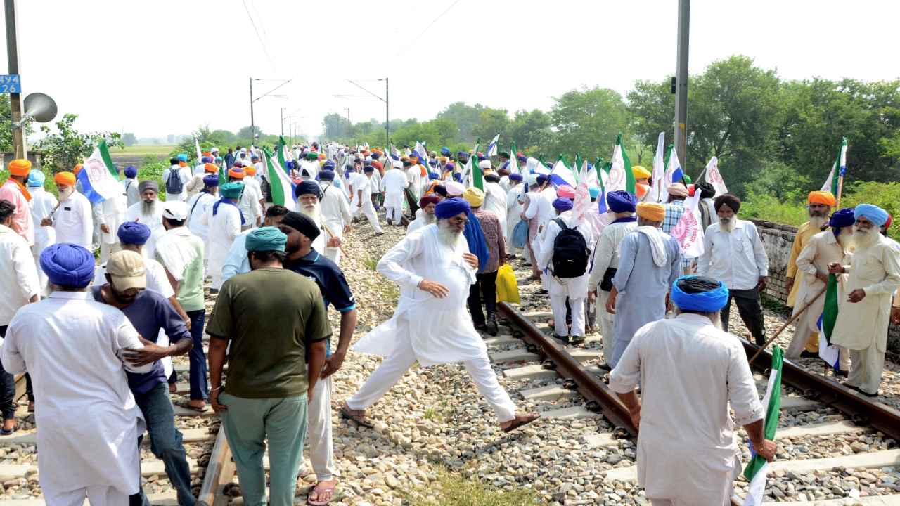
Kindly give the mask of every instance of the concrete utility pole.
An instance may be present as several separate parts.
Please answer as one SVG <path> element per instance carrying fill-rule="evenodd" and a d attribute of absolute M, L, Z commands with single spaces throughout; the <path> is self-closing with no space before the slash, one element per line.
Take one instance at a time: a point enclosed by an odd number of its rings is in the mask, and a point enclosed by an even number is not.
<path fill-rule="evenodd" d="M 681 167 L 688 160 L 688 43 L 690 39 L 690 0 L 678 3 L 678 68 L 675 73 L 675 152 Z"/>
<path fill-rule="evenodd" d="M 15 0 L 4 0 L 4 14 L 6 16 L 6 59 L 9 61 L 9 73 L 19 73 L 19 36 L 15 31 Z M 17 93 L 9 94 L 9 105 L 14 123 L 22 122 L 22 96 Z M 25 145 L 25 125 L 13 129 L 13 151 L 16 158 L 28 158 L 28 146 Z"/>

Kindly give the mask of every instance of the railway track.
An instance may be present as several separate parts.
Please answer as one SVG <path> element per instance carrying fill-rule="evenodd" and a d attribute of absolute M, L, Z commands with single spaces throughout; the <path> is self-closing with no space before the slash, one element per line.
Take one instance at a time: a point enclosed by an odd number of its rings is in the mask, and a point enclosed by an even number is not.
<path fill-rule="evenodd" d="M 597 366 L 604 362 L 601 337 L 589 335 L 579 347 L 565 346 L 554 339 L 549 325 L 541 321 L 553 318 L 549 301 L 545 294 L 536 294 L 540 285 L 526 279 L 529 274 L 523 268 L 517 269 L 522 303 L 518 307 L 499 304 L 505 325 L 501 325 L 497 337 L 486 338 L 492 362 L 503 370 L 507 380 L 516 380 L 521 397 L 533 402 L 544 418 L 602 417 L 597 421 L 596 434 L 585 437 L 582 444 L 598 451 L 624 449 L 623 458 L 616 456 L 619 454 L 610 454 L 608 462 L 612 464 L 596 469 L 596 473 L 605 482 L 615 483 L 616 492 L 626 493 L 601 499 L 618 502 L 643 494 L 636 485 L 634 462 L 637 429 L 632 425 L 624 404 L 607 386 L 608 373 Z M 758 348 L 742 341 L 750 358 Z M 763 352 L 752 365 L 759 373 L 754 378 L 760 395 L 770 363 L 770 355 Z M 767 492 L 772 495 L 768 500 L 788 504 L 792 501 L 843 504 L 846 498 L 860 492 L 860 504 L 900 504 L 900 412 L 787 360 L 782 381 L 782 420 L 776 434 L 779 454 L 771 465 L 770 475 L 776 479 L 770 479 Z M 747 462 L 749 449 L 742 430 L 739 431 L 739 440 L 742 461 Z M 848 444 L 841 446 L 836 442 Z M 816 449 L 816 446 L 829 445 L 837 447 L 840 455 Z M 869 476 L 874 480 L 868 480 Z M 734 504 L 742 503 L 740 497 L 746 486 L 742 478 L 735 483 Z M 875 494 L 878 496 L 867 497 Z M 568 491 L 565 496 L 554 499 L 563 498 L 565 501 L 559 501 L 567 504 L 596 500 Z"/>

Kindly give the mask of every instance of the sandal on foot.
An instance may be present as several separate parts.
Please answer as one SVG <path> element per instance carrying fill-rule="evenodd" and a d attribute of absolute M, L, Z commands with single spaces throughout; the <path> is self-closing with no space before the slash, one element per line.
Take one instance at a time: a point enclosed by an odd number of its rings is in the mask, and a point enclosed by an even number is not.
<path fill-rule="evenodd" d="M 365 418 L 364 414 L 359 415 L 354 412 L 354 410 L 350 409 L 350 406 L 346 405 L 346 402 L 341 404 L 340 407 L 340 416 L 346 418 L 346 420 L 352 420 L 356 421 L 357 425 L 364 427 L 366 429 L 374 429 L 375 426 L 372 425 L 372 422 Z"/>
<path fill-rule="evenodd" d="M 508 427 L 504 428 L 503 431 L 512 432 L 513 430 L 518 429 L 519 427 L 522 427 L 523 425 L 527 425 L 539 418 L 541 418 L 541 413 L 531 412 L 531 413 L 517 414 L 516 418 L 512 420 L 512 423 L 510 423 Z"/>

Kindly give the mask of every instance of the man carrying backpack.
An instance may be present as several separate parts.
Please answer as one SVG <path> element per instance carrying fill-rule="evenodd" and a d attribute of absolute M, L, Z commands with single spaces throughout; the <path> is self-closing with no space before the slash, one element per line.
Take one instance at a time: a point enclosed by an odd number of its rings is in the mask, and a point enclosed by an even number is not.
<path fill-rule="evenodd" d="M 593 237 L 590 227 L 579 224 L 571 199 L 554 201 L 556 218 L 547 222 L 537 265 L 547 273 L 550 307 L 554 310 L 554 337 L 563 342 L 584 341 L 584 299 L 588 295 L 588 258 Z M 572 328 L 566 324 L 566 298 Z"/>
<path fill-rule="evenodd" d="M 169 164 L 171 165 L 163 171 L 163 185 L 166 185 L 166 202 L 187 200 L 187 193 L 184 191 L 184 186 L 191 180 L 191 174 L 190 169 L 186 169 L 185 162 L 187 155 L 184 155 L 184 161 L 180 158 L 171 158 L 169 160 Z"/>

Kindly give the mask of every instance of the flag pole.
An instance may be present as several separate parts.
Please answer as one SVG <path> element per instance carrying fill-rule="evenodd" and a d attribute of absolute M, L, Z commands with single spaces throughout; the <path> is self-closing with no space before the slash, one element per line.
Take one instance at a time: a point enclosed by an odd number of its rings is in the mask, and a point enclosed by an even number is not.
<path fill-rule="evenodd" d="M 781 332 L 785 329 L 787 329 L 788 325 L 790 325 L 791 323 L 793 323 L 794 321 L 796 320 L 797 318 L 799 318 L 800 315 L 803 314 L 803 312 L 805 311 L 806 311 L 807 309 L 809 309 L 809 306 L 813 305 L 813 303 L 814 303 L 816 300 L 818 300 L 818 298 L 821 297 L 822 294 L 824 294 L 825 290 L 827 290 L 827 289 L 828 289 L 828 285 L 826 285 L 825 287 L 823 288 L 821 292 L 819 292 L 818 294 L 816 294 L 814 297 L 813 297 L 812 299 L 810 299 L 809 302 L 806 303 L 806 304 L 800 309 L 800 311 L 796 312 L 793 316 L 791 316 L 790 320 L 788 320 L 788 321 L 786 321 L 785 324 L 782 325 L 780 329 L 778 329 L 778 331 L 775 332 L 774 336 L 772 336 L 771 338 L 769 338 L 769 340 L 766 341 L 766 343 L 764 345 L 762 345 L 761 347 L 760 347 L 760 349 L 757 350 L 757 352 L 755 354 L 753 354 L 753 357 L 752 357 L 750 358 L 750 360 L 747 361 L 747 363 L 748 364 L 752 364 L 753 360 L 755 360 L 756 357 L 759 357 L 760 353 L 762 353 L 762 350 L 766 349 L 767 348 L 769 348 L 769 345 L 772 344 L 772 341 L 775 340 L 775 338 L 778 337 L 778 335 L 780 335 Z M 821 339 L 821 337 L 820 337 L 820 339 Z"/>

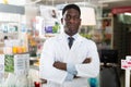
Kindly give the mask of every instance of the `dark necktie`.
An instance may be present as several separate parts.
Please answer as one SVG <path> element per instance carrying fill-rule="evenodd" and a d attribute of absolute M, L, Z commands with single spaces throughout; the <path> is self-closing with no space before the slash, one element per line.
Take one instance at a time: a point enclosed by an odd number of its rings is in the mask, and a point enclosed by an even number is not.
<path fill-rule="evenodd" d="M 73 37 L 69 37 L 68 39 L 69 39 L 69 47 L 71 48 L 72 45 L 73 45 L 73 40 L 74 40 L 74 38 L 73 38 Z"/>

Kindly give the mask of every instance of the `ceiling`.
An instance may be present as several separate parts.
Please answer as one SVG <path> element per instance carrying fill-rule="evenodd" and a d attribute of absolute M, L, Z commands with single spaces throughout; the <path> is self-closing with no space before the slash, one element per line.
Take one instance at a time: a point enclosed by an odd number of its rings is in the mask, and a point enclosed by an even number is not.
<path fill-rule="evenodd" d="M 74 2 L 90 2 L 92 4 L 102 5 L 104 9 L 111 9 L 116 7 L 131 7 L 131 0 L 31 0 L 36 4 L 57 5 Z"/>

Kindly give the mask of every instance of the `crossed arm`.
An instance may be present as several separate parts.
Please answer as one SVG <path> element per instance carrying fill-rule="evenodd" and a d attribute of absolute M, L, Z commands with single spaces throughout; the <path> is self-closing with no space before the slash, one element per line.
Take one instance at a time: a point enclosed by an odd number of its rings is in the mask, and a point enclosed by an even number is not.
<path fill-rule="evenodd" d="M 90 63 L 91 61 L 92 61 L 91 58 L 86 58 L 82 63 L 83 63 L 83 64 L 84 64 L 84 63 Z M 53 63 L 53 66 L 55 66 L 56 69 L 67 71 L 67 63 L 56 61 L 56 62 Z"/>

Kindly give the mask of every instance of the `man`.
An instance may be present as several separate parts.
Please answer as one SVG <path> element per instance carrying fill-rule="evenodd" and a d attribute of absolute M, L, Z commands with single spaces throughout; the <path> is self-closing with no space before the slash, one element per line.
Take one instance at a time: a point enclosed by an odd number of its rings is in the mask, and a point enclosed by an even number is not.
<path fill-rule="evenodd" d="M 95 42 L 79 35 L 80 8 L 66 5 L 61 23 L 64 33 L 44 44 L 40 78 L 47 79 L 47 87 L 90 87 L 87 78 L 98 75 L 99 58 Z M 73 44 L 69 42 L 69 37 L 73 38 Z"/>

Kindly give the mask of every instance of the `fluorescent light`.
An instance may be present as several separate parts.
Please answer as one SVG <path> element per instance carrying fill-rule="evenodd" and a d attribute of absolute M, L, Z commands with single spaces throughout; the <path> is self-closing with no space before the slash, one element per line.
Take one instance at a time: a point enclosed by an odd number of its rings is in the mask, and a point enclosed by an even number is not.
<path fill-rule="evenodd" d="M 124 13 L 124 15 L 131 15 L 131 13 Z"/>

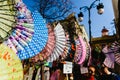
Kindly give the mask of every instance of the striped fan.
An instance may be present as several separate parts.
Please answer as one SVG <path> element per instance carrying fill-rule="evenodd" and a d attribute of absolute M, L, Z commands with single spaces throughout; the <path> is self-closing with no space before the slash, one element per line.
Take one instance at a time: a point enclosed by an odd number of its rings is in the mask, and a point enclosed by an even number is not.
<path fill-rule="evenodd" d="M 0 43 L 5 41 L 15 27 L 14 0 L 0 0 Z"/>
<path fill-rule="evenodd" d="M 53 62 L 63 53 L 66 43 L 65 32 L 60 23 L 54 28 L 56 43 L 53 53 L 48 58 L 48 62 Z"/>

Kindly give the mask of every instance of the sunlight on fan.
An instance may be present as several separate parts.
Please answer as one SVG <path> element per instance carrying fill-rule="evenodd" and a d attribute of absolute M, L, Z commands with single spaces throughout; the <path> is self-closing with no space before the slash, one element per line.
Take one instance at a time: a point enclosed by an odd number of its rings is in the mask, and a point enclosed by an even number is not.
<path fill-rule="evenodd" d="M 63 53 L 66 44 L 65 32 L 60 23 L 58 23 L 57 26 L 54 28 L 54 32 L 56 43 L 53 53 L 50 55 L 50 57 L 48 57 L 48 62 L 53 62 L 54 60 L 59 58 L 59 56 Z"/>
<path fill-rule="evenodd" d="M 44 49 L 35 57 L 32 58 L 33 62 L 46 60 L 52 53 L 55 47 L 55 34 L 51 24 L 47 24 L 48 27 L 48 41 Z"/>
<path fill-rule="evenodd" d="M 16 9 L 15 1 L 1 0 L 0 1 L 0 43 L 5 41 L 15 27 Z"/>
<path fill-rule="evenodd" d="M 44 48 L 48 30 L 38 11 L 30 12 L 22 0 L 17 2 L 15 7 L 17 23 L 4 43 L 23 60 L 35 56 Z"/>
<path fill-rule="evenodd" d="M 74 56 L 74 61 L 77 64 L 82 64 L 85 61 L 85 57 L 86 57 L 85 42 L 83 41 L 82 36 L 78 36 L 75 42 L 76 42 L 76 53 Z"/>
<path fill-rule="evenodd" d="M 20 59 L 8 46 L 0 44 L 0 80 L 23 80 Z"/>

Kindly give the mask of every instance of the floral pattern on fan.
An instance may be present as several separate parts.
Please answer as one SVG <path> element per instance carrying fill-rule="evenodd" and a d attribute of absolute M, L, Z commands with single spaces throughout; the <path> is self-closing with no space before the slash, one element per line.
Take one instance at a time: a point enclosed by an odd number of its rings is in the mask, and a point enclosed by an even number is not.
<path fill-rule="evenodd" d="M 0 0 L 0 43 L 9 38 L 16 25 L 14 0 Z"/>
<path fill-rule="evenodd" d="M 74 56 L 74 61 L 77 64 L 82 64 L 86 57 L 86 46 L 81 36 L 75 40 L 76 42 L 76 53 Z"/>
<path fill-rule="evenodd" d="M 71 49 L 71 45 L 70 45 L 70 39 L 69 39 L 69 34 L 66 32 L 66 44 L 65 44 L 65 48 L 64 48 L 64 51 L 61 55 L 61 59 L 64 60 L 68 54 L 69 54 L 69 51 Z"/>
<path fill-rule="evenodd" d="M 38 55 L 32 58 L 33 62 L 46 60 L 53 52 L 53 49 L 55 47 L 54 29 L 51 24 L 47 24 L 47 28 L 48 28 L 48 41 L 44 49 Z"/>
<path fill-rule="evenodd" d="M 45 21 L 38 11 L 32 12 L 34 21 L 34 34 L 31 41 L 23 50 L 18 51 L 21 60 L 31 58 L 43 50 L 48 40 L 48 29 Z"/>
<path fill-rule="evenodd" d="M 23 50 L 25 46 L 31 41 L 34 34 L 34 25 L 31 12 L 27 9 L 25 4 L 20 1 L 16 3 L 17 16 L 16 27 L 5 42 L 15 53 Z"/>
<path fill-rule="evenodd" d="M 55 37 L 56 37 L 56 43 L 55 48 L 52 52 L 52 54 L 48 57 L 48 62 L 53 62 L 59 58 L 59 56 L 63 53 L 66 43 L 66 37 L 65 32 L 60 23 L 56 25 L 54 28 Z"/>
<path fill-rule="evenodd" d="M 0 80 L 23 80 L 20 59 L 8 46 L 0 44 Z"/>

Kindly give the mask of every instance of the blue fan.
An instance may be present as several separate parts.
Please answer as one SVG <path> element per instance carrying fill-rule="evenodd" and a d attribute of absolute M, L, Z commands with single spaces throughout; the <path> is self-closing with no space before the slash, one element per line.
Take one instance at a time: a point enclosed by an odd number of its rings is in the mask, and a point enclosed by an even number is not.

__TO DO__.
Update the lines from the line containing "Kindly give the mask of every instance of the striped" through the line containing "41 L 15 27 L" by changing "striped fan" to "striped parasol" and leaving everything else as it stands. Return only those lines.

__EXPECTED ANSWER__.
Kindly give the mask of every instance of the striped parasol.
An instance may be present as several separate parts.
Please answer as one SVG <path> element per instance carrying fill-rule="evenodd" and a d attribute of absolute M, L, Z commands with single spaces throughout; the <path> is self-closing with no space before the slash, one element per line.
Take one instance at a time: a point enclosed by an odd number of its rings is in the mask, and a point enclosed by an even number is not.
<path fill-rule="evenodd" d="M 0 43 L 5 41 L 15 27 L 14 0 L 0 0 Z"/>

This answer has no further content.